SHORT TASK
Nothing but the lines from the one containing "Mark one point per instance of the bright" to the end of the data should be returned, each exactly as written.

INPUT
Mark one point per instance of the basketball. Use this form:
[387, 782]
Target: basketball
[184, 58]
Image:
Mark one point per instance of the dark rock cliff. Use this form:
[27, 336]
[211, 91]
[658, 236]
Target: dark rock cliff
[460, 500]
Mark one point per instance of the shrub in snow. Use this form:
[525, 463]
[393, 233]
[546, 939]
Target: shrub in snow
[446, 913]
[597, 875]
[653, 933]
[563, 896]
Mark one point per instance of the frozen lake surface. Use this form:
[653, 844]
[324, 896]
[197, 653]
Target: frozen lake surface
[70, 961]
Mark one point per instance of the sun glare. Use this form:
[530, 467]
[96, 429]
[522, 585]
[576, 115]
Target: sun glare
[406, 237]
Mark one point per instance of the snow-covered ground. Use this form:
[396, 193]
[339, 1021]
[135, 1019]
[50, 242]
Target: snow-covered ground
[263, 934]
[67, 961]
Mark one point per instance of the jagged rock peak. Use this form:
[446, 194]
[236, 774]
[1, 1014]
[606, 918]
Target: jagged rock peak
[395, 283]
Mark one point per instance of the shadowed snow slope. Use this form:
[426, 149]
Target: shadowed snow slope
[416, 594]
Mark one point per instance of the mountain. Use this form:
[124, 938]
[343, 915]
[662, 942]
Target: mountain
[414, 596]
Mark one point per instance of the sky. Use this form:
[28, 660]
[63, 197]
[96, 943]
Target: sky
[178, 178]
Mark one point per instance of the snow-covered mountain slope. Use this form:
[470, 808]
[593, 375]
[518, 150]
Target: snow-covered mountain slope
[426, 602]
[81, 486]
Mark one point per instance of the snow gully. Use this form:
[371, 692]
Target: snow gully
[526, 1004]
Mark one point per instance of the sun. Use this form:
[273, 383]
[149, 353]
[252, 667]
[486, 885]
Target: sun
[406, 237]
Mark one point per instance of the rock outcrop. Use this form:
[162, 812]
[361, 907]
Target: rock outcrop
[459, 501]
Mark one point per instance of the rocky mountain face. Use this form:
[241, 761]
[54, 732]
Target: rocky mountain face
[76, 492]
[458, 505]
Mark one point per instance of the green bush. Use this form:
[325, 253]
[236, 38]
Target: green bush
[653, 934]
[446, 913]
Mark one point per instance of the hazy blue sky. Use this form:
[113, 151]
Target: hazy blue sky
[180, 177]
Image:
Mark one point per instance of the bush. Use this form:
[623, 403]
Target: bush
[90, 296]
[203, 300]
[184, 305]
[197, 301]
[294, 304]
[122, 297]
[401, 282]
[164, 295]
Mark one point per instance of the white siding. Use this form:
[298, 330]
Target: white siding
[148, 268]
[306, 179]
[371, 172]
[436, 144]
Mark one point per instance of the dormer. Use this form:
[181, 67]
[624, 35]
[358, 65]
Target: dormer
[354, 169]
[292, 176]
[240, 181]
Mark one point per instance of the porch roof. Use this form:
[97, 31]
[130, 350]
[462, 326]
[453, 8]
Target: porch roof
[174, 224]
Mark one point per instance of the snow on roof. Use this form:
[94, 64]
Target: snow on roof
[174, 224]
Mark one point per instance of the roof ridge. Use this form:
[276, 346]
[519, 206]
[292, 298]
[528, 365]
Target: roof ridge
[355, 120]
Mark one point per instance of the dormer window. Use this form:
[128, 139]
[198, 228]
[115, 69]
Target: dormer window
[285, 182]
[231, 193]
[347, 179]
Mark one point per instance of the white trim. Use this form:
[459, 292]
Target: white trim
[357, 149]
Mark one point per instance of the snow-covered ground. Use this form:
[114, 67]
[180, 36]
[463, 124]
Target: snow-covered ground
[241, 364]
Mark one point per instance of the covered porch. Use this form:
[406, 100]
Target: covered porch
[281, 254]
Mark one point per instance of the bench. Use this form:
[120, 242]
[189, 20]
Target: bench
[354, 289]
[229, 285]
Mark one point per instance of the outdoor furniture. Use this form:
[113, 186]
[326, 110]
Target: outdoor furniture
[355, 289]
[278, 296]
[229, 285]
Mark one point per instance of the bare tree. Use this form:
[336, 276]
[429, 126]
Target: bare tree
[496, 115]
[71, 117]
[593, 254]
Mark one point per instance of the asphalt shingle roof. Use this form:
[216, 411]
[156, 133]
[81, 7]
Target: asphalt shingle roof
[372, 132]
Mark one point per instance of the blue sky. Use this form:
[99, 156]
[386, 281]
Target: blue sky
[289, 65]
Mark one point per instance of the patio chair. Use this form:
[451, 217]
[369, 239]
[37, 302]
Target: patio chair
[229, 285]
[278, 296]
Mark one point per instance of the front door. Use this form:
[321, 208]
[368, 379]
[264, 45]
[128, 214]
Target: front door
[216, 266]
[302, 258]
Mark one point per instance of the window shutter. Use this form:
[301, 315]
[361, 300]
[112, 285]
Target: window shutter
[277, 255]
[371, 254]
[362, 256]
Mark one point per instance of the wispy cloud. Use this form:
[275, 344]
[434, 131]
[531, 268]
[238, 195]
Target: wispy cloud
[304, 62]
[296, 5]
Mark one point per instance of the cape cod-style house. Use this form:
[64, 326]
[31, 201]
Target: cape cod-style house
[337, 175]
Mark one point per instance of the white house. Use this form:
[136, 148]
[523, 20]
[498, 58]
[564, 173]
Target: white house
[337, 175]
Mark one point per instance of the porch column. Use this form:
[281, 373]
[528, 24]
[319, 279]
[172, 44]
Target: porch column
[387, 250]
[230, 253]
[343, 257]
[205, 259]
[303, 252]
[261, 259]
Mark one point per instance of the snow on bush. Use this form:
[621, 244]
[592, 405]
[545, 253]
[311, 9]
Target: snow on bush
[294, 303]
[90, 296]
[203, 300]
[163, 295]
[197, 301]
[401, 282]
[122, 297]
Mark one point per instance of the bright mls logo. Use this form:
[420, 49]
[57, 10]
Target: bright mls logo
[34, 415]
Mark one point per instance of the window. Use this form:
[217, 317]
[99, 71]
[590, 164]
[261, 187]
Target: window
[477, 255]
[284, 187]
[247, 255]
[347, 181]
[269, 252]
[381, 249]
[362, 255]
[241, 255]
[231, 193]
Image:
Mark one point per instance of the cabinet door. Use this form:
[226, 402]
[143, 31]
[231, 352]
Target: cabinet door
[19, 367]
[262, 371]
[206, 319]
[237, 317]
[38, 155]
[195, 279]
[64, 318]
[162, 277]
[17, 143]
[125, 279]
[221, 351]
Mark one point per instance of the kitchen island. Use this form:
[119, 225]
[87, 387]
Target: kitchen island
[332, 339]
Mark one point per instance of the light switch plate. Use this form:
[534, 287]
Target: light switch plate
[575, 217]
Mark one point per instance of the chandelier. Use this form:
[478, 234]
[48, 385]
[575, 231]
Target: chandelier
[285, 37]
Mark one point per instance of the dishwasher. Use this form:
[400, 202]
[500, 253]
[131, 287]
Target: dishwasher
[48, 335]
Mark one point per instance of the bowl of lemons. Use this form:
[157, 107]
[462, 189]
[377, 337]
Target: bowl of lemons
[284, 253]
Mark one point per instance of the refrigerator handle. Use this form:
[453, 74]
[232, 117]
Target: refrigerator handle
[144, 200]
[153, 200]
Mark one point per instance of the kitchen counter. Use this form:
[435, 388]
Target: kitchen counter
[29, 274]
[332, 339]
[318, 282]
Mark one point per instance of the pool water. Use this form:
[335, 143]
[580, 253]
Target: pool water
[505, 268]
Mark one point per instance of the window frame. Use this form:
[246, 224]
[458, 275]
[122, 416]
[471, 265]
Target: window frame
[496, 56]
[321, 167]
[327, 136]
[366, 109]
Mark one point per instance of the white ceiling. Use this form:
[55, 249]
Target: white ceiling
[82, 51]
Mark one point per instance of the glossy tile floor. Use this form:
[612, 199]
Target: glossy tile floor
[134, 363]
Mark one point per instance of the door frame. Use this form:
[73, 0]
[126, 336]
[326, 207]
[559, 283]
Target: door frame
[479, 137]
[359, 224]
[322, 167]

EXERCISE OUTPUT
Mark one point per instance of the bright mls logo. Use this form:
[420, 49]
[57, 10]
Target: bright mls logo
[34, 415]
Mark one point per instance of the window. Use this form:
[217, 317]
[99, 71]
[590, 164]
[261, 187]
Target: window
[477, 255]
[284, 187]
[247, 255]
[347, 181]
[269, 252]
[381, 249]
[362, 255]
[241, 255]
[231, 193]
Image:
Mark one point per instance of the cabinet door. Use this form:
[226, 402]
[143, 31]
[231, 352]
Target: cabinet door
[19, 367]
[262, 371]
[206, 319]
[237, 317]
[38, 155]
[195, 279]
[64, 318]
[162, 277]
[17, 143]
[125, 279]
[221, 351]
Mark one point per instance of the kitchen island. Use this form:
[119, 225]
[87, 387]
Target: kitchen island
[332, 339]
Mark one point per instance of the light switch plate. Use this form:
[534, 287]
Target: light switch plate
[575, 217]
Mark one point per instance of the chandelier. Use this form:
[478, 234]
[48, 385]
[575, 231]
Target: chandelier
[285, 37]
Mark one point per instance of the dishwasher. Use this form:
[400, 202]
[500, 253]
[131, 287]
Target: dishwasher
[48, 335]
Mark one point per instance of the bowl of lemons. Use this form:
[157, 107]
[462, 189]
[377, 337]
Target: bowl of lemons
[284, 253]
Mark one point per instance of the refrigerator handle. Use this form:
[453, 74]
[232, 117]
Target: refrigerator handle
[144, 200]
[153, 200]
Mark one point per instance of the kitchen counter. Use this form:
[435, 388]
Target: kitchen counter
[29, 274]
[332, 339]
[318, 282]
Mark one point per instance of the pool water. Use this form:
[335, 143]
[580, 253]
Target: pool water
[505, 268]
Mark one point per instance of the window frame. Use this form:
[246, 224]
[458, 275]
[122, 416]
[471, 265]
Target: window frame
[496, 56]
[321, 167]
[327, 136]
[366, 109]
Mark one point per instance of the white ceiling. Use this form:
[55, 249]
Target: white ceiling
[82, 51]
Mark one point per instance of the glossy tile floor. Use this form:
[612, 199]
Target: glossy tile floor
[134, 363]
Mark one point per instance of the door frame. Use this form:
[73, 0]
[126, 336]
[326, 207]
[559, 283]
Target: door frame
[479, 137]
[359, 224]
[322, 167]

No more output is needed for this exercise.